Task statement: Start with the line containing "Confirm that each instance of the yellow" and write out each line through the end of the listing, exactly as given.

Data in this exercise:
★ ★ ★ ★ ★ ★ ★

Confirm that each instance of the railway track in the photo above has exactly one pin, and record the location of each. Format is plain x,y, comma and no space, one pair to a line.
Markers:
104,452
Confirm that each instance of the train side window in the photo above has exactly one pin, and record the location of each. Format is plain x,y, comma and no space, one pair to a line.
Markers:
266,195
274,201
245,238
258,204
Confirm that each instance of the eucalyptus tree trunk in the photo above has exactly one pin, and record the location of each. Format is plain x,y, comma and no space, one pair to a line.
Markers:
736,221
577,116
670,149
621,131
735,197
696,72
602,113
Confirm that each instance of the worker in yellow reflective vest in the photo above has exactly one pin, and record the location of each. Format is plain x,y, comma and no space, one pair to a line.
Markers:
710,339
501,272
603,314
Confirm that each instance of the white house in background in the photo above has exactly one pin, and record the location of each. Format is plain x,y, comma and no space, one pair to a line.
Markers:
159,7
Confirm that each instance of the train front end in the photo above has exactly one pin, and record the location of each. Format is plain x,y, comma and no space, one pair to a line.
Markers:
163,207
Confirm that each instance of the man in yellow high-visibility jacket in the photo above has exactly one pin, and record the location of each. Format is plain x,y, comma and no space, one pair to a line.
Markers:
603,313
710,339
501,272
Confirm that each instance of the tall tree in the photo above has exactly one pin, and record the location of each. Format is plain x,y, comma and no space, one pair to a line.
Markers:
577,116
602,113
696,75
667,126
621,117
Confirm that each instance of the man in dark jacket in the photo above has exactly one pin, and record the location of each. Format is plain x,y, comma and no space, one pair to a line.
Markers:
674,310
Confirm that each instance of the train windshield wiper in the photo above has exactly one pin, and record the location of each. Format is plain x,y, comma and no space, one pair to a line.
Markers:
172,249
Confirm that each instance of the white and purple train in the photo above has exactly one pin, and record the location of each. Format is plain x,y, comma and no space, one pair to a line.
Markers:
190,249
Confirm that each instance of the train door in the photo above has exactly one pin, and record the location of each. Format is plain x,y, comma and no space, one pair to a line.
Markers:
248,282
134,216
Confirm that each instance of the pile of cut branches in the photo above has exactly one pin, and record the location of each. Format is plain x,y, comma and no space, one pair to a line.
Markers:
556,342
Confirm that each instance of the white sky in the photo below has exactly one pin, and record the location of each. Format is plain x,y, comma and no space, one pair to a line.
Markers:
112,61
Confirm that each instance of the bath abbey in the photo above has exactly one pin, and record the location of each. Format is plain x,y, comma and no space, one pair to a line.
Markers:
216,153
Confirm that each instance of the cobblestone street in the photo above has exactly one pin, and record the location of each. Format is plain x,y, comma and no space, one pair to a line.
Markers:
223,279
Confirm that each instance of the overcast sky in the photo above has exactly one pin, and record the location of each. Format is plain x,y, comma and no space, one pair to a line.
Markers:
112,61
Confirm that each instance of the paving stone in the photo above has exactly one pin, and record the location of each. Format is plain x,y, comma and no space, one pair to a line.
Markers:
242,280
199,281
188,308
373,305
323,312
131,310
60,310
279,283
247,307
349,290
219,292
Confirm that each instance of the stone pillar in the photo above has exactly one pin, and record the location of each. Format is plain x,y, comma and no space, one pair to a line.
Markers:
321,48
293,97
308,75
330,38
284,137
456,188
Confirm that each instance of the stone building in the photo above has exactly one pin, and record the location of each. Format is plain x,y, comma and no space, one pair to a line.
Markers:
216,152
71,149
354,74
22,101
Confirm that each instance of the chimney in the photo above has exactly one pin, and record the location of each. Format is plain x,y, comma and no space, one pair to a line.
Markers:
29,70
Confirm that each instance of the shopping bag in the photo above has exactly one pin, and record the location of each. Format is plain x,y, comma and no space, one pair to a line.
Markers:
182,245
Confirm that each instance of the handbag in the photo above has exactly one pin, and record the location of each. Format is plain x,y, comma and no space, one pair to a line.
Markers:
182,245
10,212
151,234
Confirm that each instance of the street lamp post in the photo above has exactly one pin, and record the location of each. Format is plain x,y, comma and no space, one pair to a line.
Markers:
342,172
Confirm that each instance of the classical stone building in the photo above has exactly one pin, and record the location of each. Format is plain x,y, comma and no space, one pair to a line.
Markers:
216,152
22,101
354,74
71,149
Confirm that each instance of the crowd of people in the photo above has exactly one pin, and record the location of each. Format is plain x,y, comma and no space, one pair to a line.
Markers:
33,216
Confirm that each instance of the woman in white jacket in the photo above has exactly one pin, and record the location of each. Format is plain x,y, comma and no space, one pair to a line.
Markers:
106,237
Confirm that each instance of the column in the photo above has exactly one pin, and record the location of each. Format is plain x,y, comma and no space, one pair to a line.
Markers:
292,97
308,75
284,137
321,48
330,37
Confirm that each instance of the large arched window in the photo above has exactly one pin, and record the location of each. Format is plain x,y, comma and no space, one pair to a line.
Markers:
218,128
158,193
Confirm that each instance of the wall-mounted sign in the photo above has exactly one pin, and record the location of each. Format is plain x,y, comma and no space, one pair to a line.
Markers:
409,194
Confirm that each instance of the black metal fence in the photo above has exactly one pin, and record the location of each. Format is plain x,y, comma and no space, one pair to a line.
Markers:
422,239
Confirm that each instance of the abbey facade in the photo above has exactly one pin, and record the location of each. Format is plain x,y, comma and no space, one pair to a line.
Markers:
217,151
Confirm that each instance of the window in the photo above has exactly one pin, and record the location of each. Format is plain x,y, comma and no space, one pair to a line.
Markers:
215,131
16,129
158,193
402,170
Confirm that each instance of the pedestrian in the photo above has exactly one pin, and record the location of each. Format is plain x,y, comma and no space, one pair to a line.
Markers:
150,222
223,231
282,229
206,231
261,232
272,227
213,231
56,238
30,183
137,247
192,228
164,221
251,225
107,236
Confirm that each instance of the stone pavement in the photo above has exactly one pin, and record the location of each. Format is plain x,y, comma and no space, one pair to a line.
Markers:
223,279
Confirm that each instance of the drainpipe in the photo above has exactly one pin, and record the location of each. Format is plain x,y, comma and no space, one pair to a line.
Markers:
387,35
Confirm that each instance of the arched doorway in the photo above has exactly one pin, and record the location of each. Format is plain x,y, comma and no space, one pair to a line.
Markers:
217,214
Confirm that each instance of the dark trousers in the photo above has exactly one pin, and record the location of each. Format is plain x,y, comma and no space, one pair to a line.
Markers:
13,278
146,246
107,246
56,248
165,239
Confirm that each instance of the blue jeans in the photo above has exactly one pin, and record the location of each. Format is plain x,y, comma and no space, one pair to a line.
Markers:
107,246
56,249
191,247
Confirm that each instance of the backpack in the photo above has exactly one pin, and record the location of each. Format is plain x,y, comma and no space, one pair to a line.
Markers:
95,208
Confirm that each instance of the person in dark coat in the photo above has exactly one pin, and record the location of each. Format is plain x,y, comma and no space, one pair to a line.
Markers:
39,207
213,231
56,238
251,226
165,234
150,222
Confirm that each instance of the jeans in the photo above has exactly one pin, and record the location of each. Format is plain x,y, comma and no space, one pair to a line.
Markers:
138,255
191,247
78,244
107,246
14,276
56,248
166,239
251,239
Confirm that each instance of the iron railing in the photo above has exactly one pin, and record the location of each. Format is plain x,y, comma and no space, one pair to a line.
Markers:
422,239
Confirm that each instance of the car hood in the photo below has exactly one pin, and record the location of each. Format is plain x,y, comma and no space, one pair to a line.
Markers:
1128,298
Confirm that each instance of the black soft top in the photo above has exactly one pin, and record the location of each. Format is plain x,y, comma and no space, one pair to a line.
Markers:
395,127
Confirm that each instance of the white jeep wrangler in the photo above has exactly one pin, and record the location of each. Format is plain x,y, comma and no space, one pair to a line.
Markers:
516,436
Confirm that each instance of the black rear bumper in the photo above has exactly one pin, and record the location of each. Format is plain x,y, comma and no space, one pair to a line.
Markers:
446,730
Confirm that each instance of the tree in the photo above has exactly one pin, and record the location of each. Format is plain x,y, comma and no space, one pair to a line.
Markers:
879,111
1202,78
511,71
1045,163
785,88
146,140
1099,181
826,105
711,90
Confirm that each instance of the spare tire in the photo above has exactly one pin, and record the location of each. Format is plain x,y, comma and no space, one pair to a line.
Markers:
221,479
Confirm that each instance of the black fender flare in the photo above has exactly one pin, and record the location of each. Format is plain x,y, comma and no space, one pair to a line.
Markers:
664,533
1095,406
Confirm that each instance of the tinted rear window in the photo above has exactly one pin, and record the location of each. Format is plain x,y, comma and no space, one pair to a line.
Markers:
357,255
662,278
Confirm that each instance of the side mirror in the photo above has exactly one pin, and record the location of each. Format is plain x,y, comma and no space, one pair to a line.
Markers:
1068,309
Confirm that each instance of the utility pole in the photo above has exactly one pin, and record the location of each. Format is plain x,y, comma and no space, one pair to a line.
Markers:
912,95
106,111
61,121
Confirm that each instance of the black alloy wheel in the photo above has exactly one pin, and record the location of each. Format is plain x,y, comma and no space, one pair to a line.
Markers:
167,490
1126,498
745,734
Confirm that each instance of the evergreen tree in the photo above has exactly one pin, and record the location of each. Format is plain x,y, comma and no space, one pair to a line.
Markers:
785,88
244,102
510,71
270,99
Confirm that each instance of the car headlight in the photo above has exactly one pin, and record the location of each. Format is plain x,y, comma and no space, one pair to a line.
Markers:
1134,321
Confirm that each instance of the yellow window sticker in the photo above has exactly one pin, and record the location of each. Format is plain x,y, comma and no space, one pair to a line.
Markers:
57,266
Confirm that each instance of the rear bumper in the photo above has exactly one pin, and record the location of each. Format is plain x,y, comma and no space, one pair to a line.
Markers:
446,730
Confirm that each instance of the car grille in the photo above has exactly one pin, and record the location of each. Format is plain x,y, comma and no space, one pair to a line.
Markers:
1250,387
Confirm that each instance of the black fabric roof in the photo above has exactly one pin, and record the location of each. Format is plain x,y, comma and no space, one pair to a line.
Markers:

★ ★ ★ ★ ★ ★ ★

Written response:
Confirm that each instance of the yellow window sticker in the photo above has exactly one pin, and record the location of each. Format is plain x,y, comma and no space, one pair to a line.
Markers:
57,266
Confirm that each instance of the rear bumper in the photo above has exactly one pin, and record the location of each. Format is plain x,y, comma and no space, one pair to a line.
Markers:
446,730
Confirm that each instance of the car grille in the photo above has exactly one pin, and record the location of each. Format is plain x,y, comma and no space, one pair to a line.
Markers:
1250,387
Confirm that each instance of the black fabric roof in the photo above has exactly one pin, and record the location of each. Format is plain x,y, comma and no space, one pair to a line.
Markers:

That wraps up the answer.